▶ **YOUR INSTRUCTIONS**
Extend the game-night report on the Reavers of Midgard session, picking up right after its final sentence.

Down in numbers again - and still no showing from the many local gamer folks who have recently-discovered the Museum and expressed interest in our weekly session - we split into a table for Discordia (Dave - who bought the copy from me - and Dan and Tom) and Reavers of Midgard (Paul and Steve and me):
I was rather pleased to not have to teach anything this week and it was up to Paul to get us going on this worker-placement, action-following, resource management, set collection affair: the usual suspects neatly-assembled into an entertaining - if not entirely riveting - ninety minutes.
Everyone has the chance to get actions off other people leading into a WP space - provided they have the payment resources and actually want to - with reduced bonuses depending on your turn order when performing the action thusly: something for everybody, mostly.

▶ **LISTED RECORDS**
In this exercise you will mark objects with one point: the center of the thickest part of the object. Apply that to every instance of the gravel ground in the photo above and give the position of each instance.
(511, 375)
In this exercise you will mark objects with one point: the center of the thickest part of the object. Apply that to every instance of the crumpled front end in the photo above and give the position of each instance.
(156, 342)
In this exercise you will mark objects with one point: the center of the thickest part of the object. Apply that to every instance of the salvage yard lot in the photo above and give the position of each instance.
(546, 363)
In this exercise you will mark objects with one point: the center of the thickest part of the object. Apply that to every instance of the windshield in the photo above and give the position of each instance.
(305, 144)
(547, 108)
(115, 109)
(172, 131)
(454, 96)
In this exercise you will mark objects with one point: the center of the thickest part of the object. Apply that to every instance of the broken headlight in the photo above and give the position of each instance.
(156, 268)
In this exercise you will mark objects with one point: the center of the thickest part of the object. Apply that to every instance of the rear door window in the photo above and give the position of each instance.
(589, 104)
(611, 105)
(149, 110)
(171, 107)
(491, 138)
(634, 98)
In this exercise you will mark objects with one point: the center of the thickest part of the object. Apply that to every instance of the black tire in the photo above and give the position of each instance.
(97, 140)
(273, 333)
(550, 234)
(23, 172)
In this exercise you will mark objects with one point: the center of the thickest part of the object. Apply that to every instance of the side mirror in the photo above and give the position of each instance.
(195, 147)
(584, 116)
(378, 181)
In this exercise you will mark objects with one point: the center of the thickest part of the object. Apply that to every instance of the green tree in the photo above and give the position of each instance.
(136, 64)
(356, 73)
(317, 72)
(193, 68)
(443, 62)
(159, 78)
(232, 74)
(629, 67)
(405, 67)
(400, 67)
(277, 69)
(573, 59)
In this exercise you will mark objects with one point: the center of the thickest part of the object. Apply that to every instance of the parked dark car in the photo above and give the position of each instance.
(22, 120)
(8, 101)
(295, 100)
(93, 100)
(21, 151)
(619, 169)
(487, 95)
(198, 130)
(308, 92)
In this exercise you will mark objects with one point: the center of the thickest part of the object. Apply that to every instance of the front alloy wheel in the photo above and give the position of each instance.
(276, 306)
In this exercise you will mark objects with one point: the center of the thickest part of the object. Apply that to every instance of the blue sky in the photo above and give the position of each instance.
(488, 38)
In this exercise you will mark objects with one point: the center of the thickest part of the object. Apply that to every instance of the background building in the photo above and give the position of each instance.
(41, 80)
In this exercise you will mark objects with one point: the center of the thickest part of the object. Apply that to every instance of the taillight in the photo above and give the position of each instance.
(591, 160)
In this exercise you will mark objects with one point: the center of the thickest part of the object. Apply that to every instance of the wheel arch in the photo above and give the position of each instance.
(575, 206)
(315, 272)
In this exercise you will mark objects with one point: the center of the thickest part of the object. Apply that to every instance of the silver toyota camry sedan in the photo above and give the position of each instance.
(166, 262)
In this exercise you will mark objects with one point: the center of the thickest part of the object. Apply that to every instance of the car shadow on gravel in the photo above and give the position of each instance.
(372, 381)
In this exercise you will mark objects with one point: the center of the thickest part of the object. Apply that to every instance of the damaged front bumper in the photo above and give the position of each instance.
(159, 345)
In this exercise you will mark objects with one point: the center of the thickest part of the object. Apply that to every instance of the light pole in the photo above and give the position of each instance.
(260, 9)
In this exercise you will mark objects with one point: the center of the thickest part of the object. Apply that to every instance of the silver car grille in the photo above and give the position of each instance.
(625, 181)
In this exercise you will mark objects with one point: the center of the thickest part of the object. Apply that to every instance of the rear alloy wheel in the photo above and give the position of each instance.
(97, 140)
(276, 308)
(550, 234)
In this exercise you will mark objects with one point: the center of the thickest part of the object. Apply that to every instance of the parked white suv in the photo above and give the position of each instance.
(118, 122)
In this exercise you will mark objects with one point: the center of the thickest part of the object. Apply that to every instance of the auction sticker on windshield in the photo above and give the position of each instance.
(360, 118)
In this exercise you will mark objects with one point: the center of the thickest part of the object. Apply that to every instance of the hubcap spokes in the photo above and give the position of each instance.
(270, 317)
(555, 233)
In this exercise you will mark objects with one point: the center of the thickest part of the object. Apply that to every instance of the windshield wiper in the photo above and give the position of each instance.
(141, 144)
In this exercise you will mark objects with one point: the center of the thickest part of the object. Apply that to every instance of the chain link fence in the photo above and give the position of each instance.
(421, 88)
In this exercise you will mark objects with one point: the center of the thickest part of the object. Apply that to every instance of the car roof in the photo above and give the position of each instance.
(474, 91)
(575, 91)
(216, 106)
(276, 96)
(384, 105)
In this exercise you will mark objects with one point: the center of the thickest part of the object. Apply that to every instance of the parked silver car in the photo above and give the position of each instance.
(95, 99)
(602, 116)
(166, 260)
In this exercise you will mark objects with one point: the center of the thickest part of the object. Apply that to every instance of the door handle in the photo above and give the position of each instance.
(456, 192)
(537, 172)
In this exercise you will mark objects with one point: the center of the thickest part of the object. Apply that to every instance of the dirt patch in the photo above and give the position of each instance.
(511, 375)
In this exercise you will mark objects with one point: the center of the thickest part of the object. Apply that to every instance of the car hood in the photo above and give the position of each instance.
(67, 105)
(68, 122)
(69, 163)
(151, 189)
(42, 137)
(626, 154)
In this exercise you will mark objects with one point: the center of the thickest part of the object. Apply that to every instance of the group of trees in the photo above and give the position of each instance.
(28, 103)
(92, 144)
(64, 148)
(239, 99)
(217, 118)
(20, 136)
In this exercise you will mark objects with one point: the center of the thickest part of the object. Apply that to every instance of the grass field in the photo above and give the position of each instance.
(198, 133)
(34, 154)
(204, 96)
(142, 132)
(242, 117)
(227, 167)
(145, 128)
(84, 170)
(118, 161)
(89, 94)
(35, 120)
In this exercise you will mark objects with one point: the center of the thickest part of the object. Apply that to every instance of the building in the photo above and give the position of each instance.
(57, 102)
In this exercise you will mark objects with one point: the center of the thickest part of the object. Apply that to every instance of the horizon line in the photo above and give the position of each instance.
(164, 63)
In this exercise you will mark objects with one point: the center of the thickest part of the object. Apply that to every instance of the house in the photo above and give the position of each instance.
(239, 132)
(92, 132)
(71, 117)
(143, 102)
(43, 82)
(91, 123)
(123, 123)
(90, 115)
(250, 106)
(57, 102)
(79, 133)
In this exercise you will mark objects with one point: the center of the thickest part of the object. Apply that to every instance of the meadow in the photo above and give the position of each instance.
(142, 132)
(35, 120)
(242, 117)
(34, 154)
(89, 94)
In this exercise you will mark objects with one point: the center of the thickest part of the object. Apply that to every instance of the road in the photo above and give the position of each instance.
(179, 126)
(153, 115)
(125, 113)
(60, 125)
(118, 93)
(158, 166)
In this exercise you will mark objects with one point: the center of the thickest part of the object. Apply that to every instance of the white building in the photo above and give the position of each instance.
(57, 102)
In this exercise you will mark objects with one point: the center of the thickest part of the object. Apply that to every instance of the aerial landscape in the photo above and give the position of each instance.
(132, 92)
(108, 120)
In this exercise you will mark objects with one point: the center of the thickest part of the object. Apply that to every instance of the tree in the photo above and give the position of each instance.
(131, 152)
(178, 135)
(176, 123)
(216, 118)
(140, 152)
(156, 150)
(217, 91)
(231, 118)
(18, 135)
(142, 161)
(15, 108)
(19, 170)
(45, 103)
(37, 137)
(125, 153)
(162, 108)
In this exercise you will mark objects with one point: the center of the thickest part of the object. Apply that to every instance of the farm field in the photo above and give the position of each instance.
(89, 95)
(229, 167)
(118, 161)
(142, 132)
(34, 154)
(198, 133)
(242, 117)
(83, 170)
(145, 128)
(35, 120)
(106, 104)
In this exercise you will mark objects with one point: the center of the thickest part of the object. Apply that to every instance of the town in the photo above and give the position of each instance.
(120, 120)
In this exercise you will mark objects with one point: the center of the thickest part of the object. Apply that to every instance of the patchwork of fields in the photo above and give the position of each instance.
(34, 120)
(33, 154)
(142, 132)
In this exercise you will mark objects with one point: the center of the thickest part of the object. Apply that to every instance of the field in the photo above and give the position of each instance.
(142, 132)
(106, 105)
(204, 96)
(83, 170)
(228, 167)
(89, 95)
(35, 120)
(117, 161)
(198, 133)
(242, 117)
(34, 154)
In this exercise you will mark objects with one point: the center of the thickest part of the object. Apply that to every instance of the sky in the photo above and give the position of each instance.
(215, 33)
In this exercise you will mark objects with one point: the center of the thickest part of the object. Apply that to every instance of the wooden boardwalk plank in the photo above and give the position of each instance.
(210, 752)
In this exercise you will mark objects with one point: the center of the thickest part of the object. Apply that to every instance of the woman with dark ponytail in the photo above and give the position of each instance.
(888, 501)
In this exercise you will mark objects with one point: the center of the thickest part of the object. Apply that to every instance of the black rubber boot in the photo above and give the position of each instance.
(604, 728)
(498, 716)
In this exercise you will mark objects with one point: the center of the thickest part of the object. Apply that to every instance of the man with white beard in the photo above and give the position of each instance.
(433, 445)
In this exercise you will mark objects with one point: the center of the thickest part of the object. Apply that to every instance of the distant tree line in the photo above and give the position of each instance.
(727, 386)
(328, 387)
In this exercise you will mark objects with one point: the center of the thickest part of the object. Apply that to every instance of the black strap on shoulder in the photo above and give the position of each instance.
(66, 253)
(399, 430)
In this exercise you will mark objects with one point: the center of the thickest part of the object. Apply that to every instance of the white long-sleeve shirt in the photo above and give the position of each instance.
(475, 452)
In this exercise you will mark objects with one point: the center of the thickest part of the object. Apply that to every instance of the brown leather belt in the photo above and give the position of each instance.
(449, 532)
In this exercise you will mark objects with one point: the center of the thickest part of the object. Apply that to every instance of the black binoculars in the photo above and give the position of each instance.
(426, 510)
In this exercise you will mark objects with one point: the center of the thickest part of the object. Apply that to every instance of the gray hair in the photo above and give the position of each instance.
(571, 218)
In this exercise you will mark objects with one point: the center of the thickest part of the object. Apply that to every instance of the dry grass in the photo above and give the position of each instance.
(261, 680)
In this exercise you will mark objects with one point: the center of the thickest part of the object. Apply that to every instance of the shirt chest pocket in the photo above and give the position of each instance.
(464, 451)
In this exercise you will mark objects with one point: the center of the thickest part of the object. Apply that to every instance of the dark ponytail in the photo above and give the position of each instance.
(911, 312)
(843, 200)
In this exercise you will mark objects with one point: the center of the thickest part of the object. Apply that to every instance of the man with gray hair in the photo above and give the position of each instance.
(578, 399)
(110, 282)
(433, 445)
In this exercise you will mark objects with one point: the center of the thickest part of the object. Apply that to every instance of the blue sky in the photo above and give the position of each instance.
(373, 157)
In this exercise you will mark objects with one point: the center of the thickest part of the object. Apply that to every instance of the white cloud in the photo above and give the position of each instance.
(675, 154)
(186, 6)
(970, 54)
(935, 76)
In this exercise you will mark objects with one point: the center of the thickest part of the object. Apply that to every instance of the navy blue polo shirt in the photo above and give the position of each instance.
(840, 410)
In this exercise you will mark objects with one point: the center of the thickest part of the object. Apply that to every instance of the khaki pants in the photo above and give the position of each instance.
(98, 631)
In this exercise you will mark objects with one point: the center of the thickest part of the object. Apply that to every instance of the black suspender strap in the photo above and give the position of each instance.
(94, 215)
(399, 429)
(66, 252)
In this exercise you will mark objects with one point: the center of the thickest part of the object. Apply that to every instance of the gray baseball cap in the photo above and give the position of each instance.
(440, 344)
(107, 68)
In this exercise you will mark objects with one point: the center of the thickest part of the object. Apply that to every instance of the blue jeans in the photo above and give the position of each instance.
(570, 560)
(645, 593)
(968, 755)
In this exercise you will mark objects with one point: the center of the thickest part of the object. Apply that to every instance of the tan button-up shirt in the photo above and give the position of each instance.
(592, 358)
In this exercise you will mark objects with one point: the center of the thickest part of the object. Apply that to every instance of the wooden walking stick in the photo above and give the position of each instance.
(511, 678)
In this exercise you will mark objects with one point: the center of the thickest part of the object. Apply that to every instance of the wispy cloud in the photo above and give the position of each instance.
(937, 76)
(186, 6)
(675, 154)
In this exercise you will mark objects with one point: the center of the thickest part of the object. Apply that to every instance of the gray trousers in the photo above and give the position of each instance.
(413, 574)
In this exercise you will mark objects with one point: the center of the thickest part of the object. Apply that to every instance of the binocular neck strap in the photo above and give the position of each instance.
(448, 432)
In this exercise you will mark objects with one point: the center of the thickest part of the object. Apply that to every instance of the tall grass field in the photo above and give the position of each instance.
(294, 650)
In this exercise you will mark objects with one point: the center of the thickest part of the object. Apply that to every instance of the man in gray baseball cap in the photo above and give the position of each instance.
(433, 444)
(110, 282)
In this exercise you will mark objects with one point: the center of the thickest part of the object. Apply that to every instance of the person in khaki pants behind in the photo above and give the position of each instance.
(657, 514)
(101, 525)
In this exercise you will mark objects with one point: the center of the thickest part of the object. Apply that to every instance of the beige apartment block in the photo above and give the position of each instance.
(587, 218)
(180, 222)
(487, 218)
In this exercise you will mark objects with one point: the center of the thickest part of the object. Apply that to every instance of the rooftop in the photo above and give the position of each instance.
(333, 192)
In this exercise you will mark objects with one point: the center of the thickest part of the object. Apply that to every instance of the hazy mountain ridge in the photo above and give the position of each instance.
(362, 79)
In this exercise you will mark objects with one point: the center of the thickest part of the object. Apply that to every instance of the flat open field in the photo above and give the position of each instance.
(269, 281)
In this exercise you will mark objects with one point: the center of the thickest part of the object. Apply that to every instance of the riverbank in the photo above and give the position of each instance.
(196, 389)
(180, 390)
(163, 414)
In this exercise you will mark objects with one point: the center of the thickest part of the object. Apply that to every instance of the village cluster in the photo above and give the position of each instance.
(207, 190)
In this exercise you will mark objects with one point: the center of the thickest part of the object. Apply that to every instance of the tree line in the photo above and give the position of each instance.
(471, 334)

▶ **ANSWER TO THIS EXERCISE**
Having played this before, Paul spammed the 'set collection' space (something to do with raiding villages?) and hoovered up a fat deck of scoring cards - enough, in the final reckoning, to make up a 50 point deficit and overtake us for the win. It feels, in the post-play glow, that this might be the only way to approach 'Reavers'.
We came together, as the six, for a closing first-run at 7 Wonders: Architects:
Constantly-frustrated by shit cards in the decks to either side (if they're not taken, they just stay there) and, therefore, forced to blind-draw from the shared deck with an equally-frustrating 'failure rate', I watched Tom blind-take what he needed three turns in a row. Dave finished his Wonder (and ended the game) with seeming ease, Steve and Dan scienced into Prestige tokens and everyone seemed to score extra card draws without any effort. First impressions linger and my first impression was of a tiresome, heavy-luck knock-off of a bona fide classic:If we had the original in the room, I would always play it over this.
If we didn't have the original in the room, I would rather hammer nails into my own eyes than play such nonsense again.
To be fair for a picosecond, I did like the unpredictability of the 'Wars' based on certain shield icon plays (and the accompanying 'rooty-toot-toot' horn noises encouraged by the rulebook) but the rest is just an homeopathic aberration.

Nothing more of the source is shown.